[Begin Document segment]
72% of the sheepmeat arriving in the UK during June came from New Zealand (NZ). Deliveries totalled 6,200t and were down by more than a fifth from the same month last year. This was despite NZ slaughter numbers exceeding year earlier levels in May and June. The average value of imports from NZ increased by nearly 12% year-on-year to £4,500t and this may have contributed to the considerable decline in deliveries. By contrast, imports from Australia continued to run well above 2013 levels in June despite being more expensive. Volumes rose by 36% on the year to 1,100t at an average value of £4,400/t (up 7.5%). Meanwhile, for a fourth consecutive month, imports from Ireland were down on a year ago. However, shipments from the smaller suppliers of Spain, France and the Falklands were above June 2013 levels.
News Round up
Two factors potentially bearing down on lamb producer prices of late are the offal and sheepskin trades. If these become less valuable then it affects the realisable value of a lamb to the processor, therefore limiting the amount of money they are willing to pay for it. One way of assessing the market is to look at the export trade in these products. In terms of offal, the export trade is relatively small; indeed, June volumes totalled just 165t. Despite the average value being 7% lower year-on-year at less than £1,500/t, sales volumes were down by two-thirds. With higher abattoir throughput, a decline in the export trade implies that a much higher volume of sheep offal was on the UK market in June, placing downwards pressure on the value of a lamb to the processor. Meanwhile, for sheepskins, the market was depressed throughout the first half of the year, with average values beginning the year much lower, before sliding even further as summer began. This meant that despite higher volumes being exported, the total sales revenue generated was still down by 20-25% yearon- year in May and June. China is the main market (71% of June volumes). Chinese manufacturing industry surveys have been weak in recent months so perhaps the sheepskin market has been affected by a downturn in the garment industry. However, it could also be that the significant increase in sheep slaughter in Australia has provided Chinese importers with a source of competitively priced sheepskins. Meat and Livestock Australia’s (MLA) monthly sheepskin market report for August noted that overseas demand was weak.
[End Document segment]
[Begin Dataset rows]
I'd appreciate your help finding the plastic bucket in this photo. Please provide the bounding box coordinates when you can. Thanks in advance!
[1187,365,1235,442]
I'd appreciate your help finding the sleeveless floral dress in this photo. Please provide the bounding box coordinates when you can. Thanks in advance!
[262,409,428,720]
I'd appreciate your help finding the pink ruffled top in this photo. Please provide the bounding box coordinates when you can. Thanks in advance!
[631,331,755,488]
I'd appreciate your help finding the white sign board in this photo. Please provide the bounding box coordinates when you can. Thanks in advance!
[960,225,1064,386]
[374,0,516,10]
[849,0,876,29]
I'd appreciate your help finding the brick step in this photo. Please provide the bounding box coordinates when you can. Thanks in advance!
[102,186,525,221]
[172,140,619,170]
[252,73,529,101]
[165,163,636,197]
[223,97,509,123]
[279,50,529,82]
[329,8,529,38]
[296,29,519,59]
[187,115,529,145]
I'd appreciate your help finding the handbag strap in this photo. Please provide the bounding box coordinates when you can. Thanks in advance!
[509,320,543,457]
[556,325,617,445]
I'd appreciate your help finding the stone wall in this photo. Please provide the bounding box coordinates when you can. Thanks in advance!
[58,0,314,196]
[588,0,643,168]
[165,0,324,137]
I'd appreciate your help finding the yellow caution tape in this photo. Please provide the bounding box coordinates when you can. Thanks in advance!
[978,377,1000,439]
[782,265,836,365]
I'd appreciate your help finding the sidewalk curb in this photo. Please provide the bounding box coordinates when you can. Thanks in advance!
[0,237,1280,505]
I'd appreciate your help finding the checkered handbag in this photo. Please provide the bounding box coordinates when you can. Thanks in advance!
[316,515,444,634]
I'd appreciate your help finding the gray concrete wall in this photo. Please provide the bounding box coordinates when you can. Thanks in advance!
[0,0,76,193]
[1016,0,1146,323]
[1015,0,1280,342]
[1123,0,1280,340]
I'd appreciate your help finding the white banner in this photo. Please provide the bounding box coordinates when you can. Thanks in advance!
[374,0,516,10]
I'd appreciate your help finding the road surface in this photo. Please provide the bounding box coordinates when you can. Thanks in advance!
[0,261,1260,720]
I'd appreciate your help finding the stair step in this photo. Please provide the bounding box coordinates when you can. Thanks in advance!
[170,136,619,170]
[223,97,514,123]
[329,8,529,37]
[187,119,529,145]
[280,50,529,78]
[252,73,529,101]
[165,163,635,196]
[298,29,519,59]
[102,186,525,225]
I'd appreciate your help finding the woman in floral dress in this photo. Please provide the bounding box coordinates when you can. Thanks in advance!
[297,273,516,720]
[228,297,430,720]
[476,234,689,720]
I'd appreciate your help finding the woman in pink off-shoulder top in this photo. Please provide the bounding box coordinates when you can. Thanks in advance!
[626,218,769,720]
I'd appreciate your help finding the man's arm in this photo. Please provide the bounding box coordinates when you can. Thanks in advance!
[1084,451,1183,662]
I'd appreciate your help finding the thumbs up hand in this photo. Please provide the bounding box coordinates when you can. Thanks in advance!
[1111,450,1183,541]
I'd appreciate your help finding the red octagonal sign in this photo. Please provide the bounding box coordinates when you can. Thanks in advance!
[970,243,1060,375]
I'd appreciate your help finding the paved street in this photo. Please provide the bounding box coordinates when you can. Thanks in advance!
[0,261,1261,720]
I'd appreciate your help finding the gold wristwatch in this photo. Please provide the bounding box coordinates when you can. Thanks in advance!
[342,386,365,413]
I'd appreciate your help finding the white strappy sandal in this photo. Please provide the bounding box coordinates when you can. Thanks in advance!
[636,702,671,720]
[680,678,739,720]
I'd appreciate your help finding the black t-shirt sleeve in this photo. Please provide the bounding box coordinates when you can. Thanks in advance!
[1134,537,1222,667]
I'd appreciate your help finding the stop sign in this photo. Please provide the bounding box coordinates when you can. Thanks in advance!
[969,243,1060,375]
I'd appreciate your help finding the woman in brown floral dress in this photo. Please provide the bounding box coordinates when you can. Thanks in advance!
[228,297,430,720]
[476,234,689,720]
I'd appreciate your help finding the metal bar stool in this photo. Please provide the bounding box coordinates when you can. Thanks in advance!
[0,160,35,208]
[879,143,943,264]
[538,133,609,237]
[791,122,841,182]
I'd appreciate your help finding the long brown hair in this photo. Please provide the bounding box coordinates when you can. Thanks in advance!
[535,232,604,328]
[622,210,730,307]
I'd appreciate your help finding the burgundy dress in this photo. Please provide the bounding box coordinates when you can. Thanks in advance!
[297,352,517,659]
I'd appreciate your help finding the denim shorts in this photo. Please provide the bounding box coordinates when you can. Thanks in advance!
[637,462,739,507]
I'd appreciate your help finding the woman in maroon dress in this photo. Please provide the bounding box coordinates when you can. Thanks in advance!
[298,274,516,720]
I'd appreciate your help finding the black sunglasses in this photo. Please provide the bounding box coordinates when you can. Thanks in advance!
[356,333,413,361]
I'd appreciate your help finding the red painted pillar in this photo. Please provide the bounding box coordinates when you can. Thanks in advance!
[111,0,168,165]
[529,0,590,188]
[End Dataset rows]
Required task 1 —
Using the text on the sheep trade, answer each question on its own line:
(a) What share of the sheepmeat that arrived in the UK in June came from New Zealand?
(b) What was the total volume of sheep offal exported in June?
(c) Which country is the main market for sheepskins?
Required task 2 — List every supplier of sheepmeat to the UK that the text on the sheep trade names.
The listing is not needed for this work.

Exercise answer 1 —
(a) 72%
(b) 165t
(c) China

Exercise answer 2 — New Zealand, Australia, Ireland, Spain, France, the Falklands